[Records]
══════

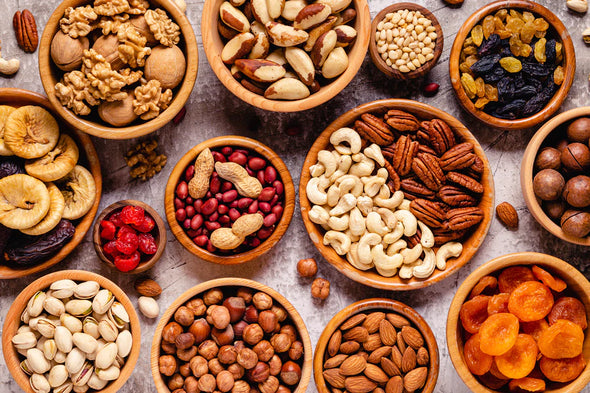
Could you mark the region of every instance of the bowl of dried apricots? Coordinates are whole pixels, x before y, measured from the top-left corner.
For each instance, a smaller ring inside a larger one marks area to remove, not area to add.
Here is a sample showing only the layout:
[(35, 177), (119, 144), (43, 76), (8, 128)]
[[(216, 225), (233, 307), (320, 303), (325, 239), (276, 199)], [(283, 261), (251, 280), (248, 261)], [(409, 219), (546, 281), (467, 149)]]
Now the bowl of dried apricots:
[(475, 393), (579, 392), (590, 382), (590, 283), (567, 262), (521, 252), (495, 258), (461, 284), (447, 346)]

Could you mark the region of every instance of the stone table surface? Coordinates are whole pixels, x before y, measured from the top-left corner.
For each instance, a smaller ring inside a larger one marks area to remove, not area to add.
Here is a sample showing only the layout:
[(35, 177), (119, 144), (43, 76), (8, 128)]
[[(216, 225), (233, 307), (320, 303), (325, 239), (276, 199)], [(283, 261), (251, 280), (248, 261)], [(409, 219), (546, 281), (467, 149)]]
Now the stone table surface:
[[(589, 16), (573, 14), (565, 6), (565, 1), (543, 0), (541, 4), (550, 8), (564, 22), (576, 47), (577, 70), (569, 96), (561, 111), (587, 105), (588, 74), (590, 72), (590, 49), (582, 41), (582, 30), (590, 25)], [(0, 87), (19, 87), (43, 93), (36, 54), (24, 54), (17, 48), (11, 26), (11, 16), (18, 9), (28, 8), (37, 19), (39, 30), (45, 26), (57, 0), (0, 0), (0, 39), (2, 53), (6, 58), (17, 56), (21, 60), (21, 70), (10, 79), (0, 78)], [(188, 18), (192, 22), (199, 41), (199, 73), (197, 83), (187, 102), (187, 115), (179, 125), (169, 124), (154, 133), (159, 138), (161, 150), (168, 156), (168, 164), (162, 172), (148, 182), (133, 181), (123, 156), (137, 140), (113, 141), (93, 138), (100, 156), (103, 172), (104, 207), (121, 199), (140, 199), (153, 206), (164, 216), (164, 186), (174, 164), (197, 143), (219, 135), (244, 135), (256, 138), (274, 149), (287, 164), (295, 184), (304, 157), (319, 133), (337, 116), (347, 110), (376, 99), (405, 97), (441, 108), (456, 116), (479, 139), (491, 163), (495, 180), (496, 202), (512, 203), (520, 216), (517, 231), (509, 231), (495, 218), (487, 238), (473, 260), (458, 273), (426, 289), (411, 292), (386, 292), (376, 290), (349, 280), (329, 265), (311, 243), (297, 208), (293, 221), (283, 239), (267, 255), (258, 260), (239, 266), (219, 266), (200, 260), (186, 251), (172, 233), (168, 231), (168, 244), (162, 259), (149, 272), (164, 289), (158, 299), (161, 310), (190, 287), (218, 277), (237, 276), (257, 280), (276, 289), (301, 313), (312, 344), (315, 345), (323, 327), (342, 308), (370, 297), (389, 297), (414, 307), (430, 324), (438, 341), (440, 354), (440, 373), (437, 392), (468, 392), (453, 369), (448, 355), (445, 326), (446, 314), (451, 299), (459, 284), (475, 268), (486, 261), (511, 252), (538, 251), (552, 254), (576, 265), (586, 277), (590, 277), (588, 248), (574, 246), (560, 241), (546, 232), (529, 214), (522, 197), (519, 170), (527, 141), (535, 129), (524, 131), (494, 130), (483, 126), (460, 109), (451, 88), (448, 76), (450, 48), (456, 32), (465, 19), (484, 1), (467, 0), (460, 7), (449, 7), (441, 0), (418, 0), (430, 9), (444, 32), (445, 47), (439, 63), (434, 67), (426, 81), (441, 85), (438, 95), (426, 98), (420, 94), (424, 81), (399, 83), (386, 80), (371, 63), (367, 55), (355, 79), (340, 94), (328, 103), (301, 113), (279, 114), (265, 112), (245, 104), (231, 94), (217, 79), (207, 63), (201, 43), (200, 18), (202, 0), (189, 0)], [(369, 0), (371, 15), (388, 5), (386, 0)], [(286, 128), (296, 125), (301, 133), (289, 136)], [(299, 259), (314, 257), (319, 262), (319, 276), (331, 282), (331, 295), (324, 301), (316, 301), (310, 296), (310, 284), (297, 276), (295, 265)], [(80, 246), (63, 262), (43, 273), (18, 280), (0, 282), (0, 323), (17, 294), (30, 282), (42, 274), (62, 269), (85, 269), (102, 274), (120, 285), (136, 301), (133, 290), (134, 276), (119, 274), (100, 262), (96, 256), (91, 233), (86, 235)], [(141, 318), (142, 343), (140, 359), (131, 378), (120, 390), (154, 392), (155, 387), (150, 372), (149, 353), (157, 320)], [(0, 391), (18, 392), (20, 388), (9, 374), (4, 359), (0, 359)], [(313, 381), (309, 391), (316, 391)], [(584, 392), (590, 392), (585, 388)]]

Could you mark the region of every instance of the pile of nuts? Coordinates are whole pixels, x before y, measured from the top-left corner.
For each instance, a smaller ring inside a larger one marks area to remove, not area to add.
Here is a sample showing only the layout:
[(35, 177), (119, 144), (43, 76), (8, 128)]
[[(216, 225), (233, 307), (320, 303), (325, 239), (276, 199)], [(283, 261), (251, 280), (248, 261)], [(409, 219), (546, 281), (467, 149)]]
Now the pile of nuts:
[(348, 68), (356, 38), (351, 0), (230, 0), (217, 29), (227, 40), (221, 60), (246, 89), (272, 100), (316, 93)]
[(95, 281), (54, 282), (31, 297), (21, 321), (12, 344), (37, 393), (102, 390), (133, 344), (125, 307)]
[(176, 310), (158, 363), (172, 393), (288, 393), (301, 379), (303, 355), (297, 327), (272, 297), (223, 287)]
[(570, 236), (590, 233), (590, 118), (555, 130), (535, 159), (533, 191)]
[(328, 342), (323, 377), (333, 393), (419, 391), (428, 377), (424, 338), (399, 314), (374, 311), (348, 318)]

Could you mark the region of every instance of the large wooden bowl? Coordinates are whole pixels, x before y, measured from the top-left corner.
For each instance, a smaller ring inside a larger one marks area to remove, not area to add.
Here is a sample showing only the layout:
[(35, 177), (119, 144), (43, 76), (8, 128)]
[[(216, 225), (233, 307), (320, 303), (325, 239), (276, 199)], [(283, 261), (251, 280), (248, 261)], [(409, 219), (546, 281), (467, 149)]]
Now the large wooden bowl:
[(96, 281), (100, 284), (101, 288), (108, 289), (115, 295), (118, 302), (123, 304), (125, 311), (129, 314), (129, 330), (133, 338), (133, 345), (131, 352), (125, 361), (125, 365), (121, 369), (119, 378), (115, 381), (110, 382), (102, 393), (116, 393), (125, 384), (139, 358), (139, 350), (141, 347), (141, 327), (139, 326), (139, 319), (133, 304), (125, 294), (125, 292), (119, 288), (111, 280), (92, 272), (83, 270), (62, 270), (59, 272), (51, 273), (43, 276), (31, 284), (29, 284), (23, 291), (16, 297), (12, 306), (8, 310), (4, 319), (4, 326), (2, 330), (2, 352), (4, 354), (4, 361), (8, 367), (8, 371), (12, 374), (12, 377), (18, 383), (22, 390), (27, 393), (35, 393), (29, 385), (29, 376), (24, 373), (20, 368), (19, 354), (12, 345), (12, 337), (16, 334), (18, 327), (21, 323), (20, 316), (24, 309), (27, 307), (29, 299), (40, 290), (46, 290), (49, 286), (58, 280), (70, 279), (74, 281)]
[[(461, 305), (467, 300), (471, 290), (483, 276), (494, 274), (495, 272), (516, 265), (538, 265), (546, 269), (550, 273), (555, 274), (564, 280), (570, 291), (573, 291), (577, 298), (584, 303), (586, 307), (586, 314), (590, 311), (590, 283), (576, 268), (569, 263), (553, 257), (551, 255), (540, 254), (536, 252), (518, 252), (514, 254), (503, 255), (494, 258), (491, 261), (477, 268), (471, 273), (465, 281), (459, 286), (455, 297), (451, 302), (449, 314), (447, 317), (447, 347), (449, 355), (457, 374), (461, 377), (465, 385), (474, 393), (494, 393), (496, 390), (491, 390), (482, 385), (477, 378), (471, 374), (465, 359), (463, 357), (463, 328), (459, 320), (459, 311)], [(577, 393), (580, 392), (590, 382), (590, 334), (586, 331), (584, 340), (584, 359), (586, 359), (586, 368), (578, 378), (569, 382), (568, 384), (558, 384), (559, 388), (547, 389), (547, 393)]]
[(384, 311), (394, 312), (412, 322), (413, 326), (422, 333), (424, 341), (426, 343), (426, 349), (430, 356), (430, 363), (428, 364), (428, 377), (424, 387), (420, 390), (422, 393), (432, 393), (436, 386), (436, 380), (438, 379), (438, 345), (436, 344), (436, 338), (434, 333), (428, 326), (428, 323), (422, 318), (420, 314), (416, 312), (412, 307), (409, 307), (401, 302), (392, 299), (365, 299), (360, 300), (356, 303), (351, 304), (345, 309), (339, 311), (331, 320), (328, 322), (324, 331), (322, 332), (318, 343), (315, 347), (315, 354), (313, 356), (313, 375), (315, 379), (315, 385), (319, 393), (331, 393), (332, 390), (326, 385), (326, 381), (322, 372), (324, 371), (324, 361), (326, 355), (326, 349), (328, 342), (332, 334), (338, 329), (338, 327), (351, 316), (361, 312), (371, 311)]
[(152, 341), (152, 350), (150, 354), (151, 358), (151, 368), (152, 368), (152, 377), (154, 378), (154, 382), (156, 383), (156, 390), (158, 393), (170, 393), (170, 389), (164, 383), (164, 379), (160, 374), (160, 369), (158, 365), (158, 359), (160, 358), (160, 344), (162, 343), (162, 330), (164, 326), (170, 322), (170, 319), (174, 317), (174, 313), (178, 309), (178, 307), (182, 306), (185, 302), (192, 299), (193, 297), (216, 287), (247, 287), (252, 288), (256, 291), (265, 292), (266, 294), (270, 295), (274, 302), (278, 302), (283, 308), (287, 311), (289, 318), (293, 322), (295, 328), (299, 332), (299, 337), (301, 342), (303, 343), (303, 364), (301, 366), (301, 379), (297, 384), (295, 390), (292, 390), (293, 393), (305, 393), (307, 389), (307, 385), (309, 385), (309, 380), (311, 379), (311, 340), (309, 338), (309, 333), (307, 332), (307, 328), (305, 327), (305, 322), (303, 318), (299, 315), (295, 307), (283, 295), (275, 291), (274, 289), (267, 287), (264, 284), (260, 284), (259, 282), (248, 280), (245, 278), (218, 278), (216, 280), (205, 281), (199, 285), (196, 285), (189, 289), (188, 291), (184, 292), (180, 295), (171, 305), (166, 309), (164, 315), (158, 322), (156, 326), (156, 332), (154, 333), (154, 339)]
[(55, 111), (73, 128), (100, 138), (137, 138), (162, 128), (184, 107), (184, 104), (193, 90), (195, 81), (197, 80), (197, 68), (199, 65), (197, 39), (190, 21), (186, 15), (180, 11), (178, 6), (175, 5), (173, 0), (150, 0), (150, 4), (152, 4), (154, 8), (158, 7), (164, 9), (168, 15), (170, 15), (171, 19), (180, 26), (181, 40), (178, 47), (182, 50), (186, 58), (184, 79), (180, 85), (174, 89), (174, 96), (168, 108), (160, 113), (158, 117), (149, 121), (136, 120), (131, 125), (125, 127), (114, 127), (100, 119), (96, 113), (96, 108), (94, 108), (93, 113), (90, 116), (78, 116), (70, 109), (63, 106), (59, 101), (59, 98), (55, 95), (55, 85), (61, 80), (64, 72), (57, 68), (53, 64), (53, 60), (51, 60), (51, 40), (59, 29), (59, 20), (63, 17), (66, 8), (75, 8), (91, 3), (92, 2), (89, 0), (64, 0), (49, 17), (39, 43), (39, 73), (41, 75), (41, 82), (43, 83), (45, 94), (49, 97), (49, 101), (51, 101)]
[(26, 268), (17, 268), (14, 266), (0, 264), (0, 279), (7, 279), (24, 277), (28, 276), (29, 274), (45, 270), (63, 260), (74, 250), (74, 248), (78, 246), (78, 244), (80, 244), (82, 239), (84, 239), (84, 235), (86, 235), (86, 232), (88, 232), (88, 229), (90, 229), (90, 225), (92, 225), (92, 221), (94, 220), (96, 212), (98, 211), (100, 196), (102, 194), (102, 174), (100, 172), (100, 162), (98, 160), (98, 155), (96, 154), (94, 144), (92, 143), (90, 137), (83, 132), (78, 131), (74, 127), (67, 126), (59, 114), (56, 113), (51, 103), (47, 101), (47, 98), (28, 90), (0, 88), (0, 105), (38, 105), (51, 112), (51, 114), (59, 123), (60, 132), (65, 132), (76, 141), (76, 144), (80, 150), (80, 162), (82, 162), (84, 166), (90, 170), (90, 173), (92, 173), (92, 177), (94, 178), (94, 183), (96, 184), (96, 199), (94, 201), (94, 205), (92, 205), (90, 211), (86, 213), (86, 215), (80, 219), (78, 225), (76, 225), (76, 232), (74, 232), (74, 237), (72, 237), (72, 240), (63, 246), (57, 254), (38, 265)]
[[(553, 28), (563, 43), (563, 68), (565, 71), (565, 79), (557, 93), (553, 95), (553, 98), (549, 103), (536, 114), (525, 117), (522, 119), (500, 119), (491, 115), (488, 115), (482, 110), (475, 107), (475, 104), (467, 97), (467, 94), (463, 90), (461, 85), (461, 72), (459, 71), (459, 57), (461, 55), (461, 49), (463, 48), (463, 42), (467, 36), (471, 33), (471, 29), (479, 23), (487, 15), (496, 12), (501, 8), (516, 8), (520, 11), (530, 11), (537, 14), (547, 22), (549, 22), (550, 28)], [(467, 112), (473, 115), (481, 122), (496, 128), (504, 130), (519, 130), (522, 128), (533, 127), (548, 118), (550, 118), (561, 106), (563, 100), (567, 96), (570, 90), (574, 76), (576, 73), (576, 54), (574, 52), (574, 44), (572, 38), (569, 35), (566, 27), (559, 20), (557, 16), (542, 5), (535, 3), (534, 1), (528, 0), (501, 0), (493, 3), (489, 3), (484, 7), (477, 10), (471, 15), (463, 26), (459, 29), (453, 47), (451, 48), (451, 55), (449, 59), (449, 72), (451, 76), (451, 83), (459, 103)]]
[(235, 94), (242, 101), (254, 105), (255, 107), (266, 109), (274, 112), (298, 112), (306, 109), (315, 108), (326, 101), (331, 100), (336, 94), (344, 89), (352, 78), (356, 75), (363, 64), (369, 40), (371, 38), (370, 26), (371, 15), (366, 0), (352, 0), (356, 9), (357, 16), (354, 22), (354, 28), (357, 31), (357, 37), (348, 51), (348, 68), (342, 75), (336, 78), (332, 83), (322, 86), (320, 91), (310, 95), (302, 100), (279, 101), (269, 100), (264, 96), (258, 95), (246, 89), (240, 84), (230, 72), (226, 64), (221, 61), (221, 50), (224, 47), (222, 37), (217, 30), (217, 21), (219, 19), (219, 7), (225, 0), (206, 0), (201, 16), (201, 36), (203, 37), (203, 47), (205, 55), (213, 72), (217, 78), (227, 87), (229, 91)]
[[(481, 183), (484, 186), (484, 192), (479, 204), (479, 207), (481, 207), (481, 209), (484, 211), (484, 219), (479, 224), (477, 229), (471, 234), (471, 236), (463, 241), (463, 253), (461, 256), (459, 258), (449, 260), (445, 270), (435, 270), (434, 273), (427, 279), (417, 279), (413, 277), (409, 280), (403, 280), (397, 275), (394, 277), (383, 277), (374, 269), (367, 271), (356, 269), (346, 260), (346, 258), (338, 255), (332, 247), (323, 244), (322, 240), (324, 237), (324, 230), (319, 225), (311, 222), (308, 216), (308, 213), (311, 210), (311, 204), (307, 199), (305, 188), (307, 187), (307, 182), (311, 177), (309, 173), (309, 167), (317, 162), (318, 152), (320, 150), (329, 148), (331, 146), (330, 135), (332, 135), (332, 133), (339, 128), (353, 124), (354, 121), (359, 119), (363, 113), (383, 113), (389, 109), (407, 111), (419, 119), (431, 120), (438, 118), (444, 120), (455, 132), (455, 134), (460, 137), (459, 139), (461, 139), (463, 142), (471, 142), (473, 144), (475, 152), (484, 162), (484, 172), (481, 179)], [(348, 278), (360, 282), (361, 284), (374, 288), (387, 289), (390, 291), (407, 291), (424, 288), (439, 282), (440, 280), (459, 270), (475, 255), (486, 234), (488, 233), (488, 229), (491, 224), (494, 209), (494, 181), (490, 170), (490, 164), (482, 147), (480, 146), (477, 139), (475, 139), (471, 132), (469, 132), (469, 130), (459, 120), (440, 109), (423, 104), (421, 102), (401, 99), (387, 99), (369, 102), (351, 109), (332, 122), (332, 124), (330, 124), (320, 134), (318, 139), (316, 139), (313, 146), (309, 150), (309, 153), (305, 158), (305, 162), (303, 163), (303, 169), (301, 170), (301, 180), (299, 182), (299, 205), (301, 206), (301, 216), (303, 218), (303, 223), (305, 224), (305, 228), (309, 233), (311, 241), (322, 253), (324, 258), (326, 258), (326, 260), (332, 264), (332, 266), (334, 266)]]
[[(541, 207), (541, 200), (537, 198), (533, 191), (533, 173), (534, 165), (539, 148), (543, 145), (545, 140), (559, 128), (562, 124), (572, 121), (578, 117), (590, 116), (590, 106), (576, 108), (564, 113), (560, 113), (553, 119), (549, 120), (533, 135), (529, 144), (526, 147), (522, 157), (522, 164), (520, 165), (520, 186), (522, 188), (522, 195), (524, 201), (529, 208), (529, 211), (543, 228), (548, 230), (552, 235), (565, 240), (566, 242), (580, 244), (582, 246), (590, 246), (590, 236), (584, 238), (574, 237), (565, 233), (561, 226), (556, 224)], [(557, 131), (556, 131), (557, 132)], [(565, 133), (565, 130), (563, 130)]]
[[(184, 174), (186, 167), (193, 163), (199, 153), (204, 149), (223, 146), (239, 146), (260, 154), (275, 167), (279, 178), (285, 186), (283, 215), (276, 224), (275, 231), (258, 247), (235, 255), (217, 255), (197, 246), (192, 241), (192, 239), (188, 237), (184, 229), (182, 229), (182, 227), (178, 224), (178, 221), (176, 221), (174, 209), (174, 193), (176, 190), (176, 185), (180, 181), (181, 176)], [(176, 236), (176, 239), (178, 239), (180, 244), (184, 246), (184, 248), (206, 261), (219, 263), (222, 265), (234, 265), (251, 261), (254, 258), (258, 258), (259, 256), (266, 254), (279, 240), (281, 240), (287, 231), (289, 224), (291, 223), (291, 218), (293, 218), (293, 211), (295, 210), (295, 186), (293, 185), (293, 179), (291, 179), (289, 169), (287, 169), (287, 166), (283, 160), (281, 160), (278, 154), (271, 150), (268, 146), (258, 142), (257, 140), (243, 136), (220, 136), (199, 143), (197, 146), (190, 149), (178, 161), (174, 169), (172, 169), (172, 173), (170, 174), (168, 183), (166, 184), (164, 204), (166, 207), (166, 218), (168, 220), (170, 230), (174, 236)]]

══════

Rewrite everything from the line containing "Could you mark the region of every instance of the stone" down to the line containing "Now the stone" as a JSON list of strings, one string per line, with blank lines left out.

[
  "Could you mark the region of every instance of the stone table surface? Coordinates are whole pixels, x before y, measured from the top-left corner.",
  "For each instance, a smaller ring inside a larger one marks area to remove, not area to add.",
  "Here is a sample showing only the layout:",
  "[(35, 177), (119, 144), (43, 76), (8, 128)]",
  "[[(216, 225), (233, 307), (320, 303), (325, 239), (276, 199)], [(283, 261), (251, 280), (248, 261)], [(409, 219), (546, 281), (467, 149)]]",
  "Now the stone table surface:"
]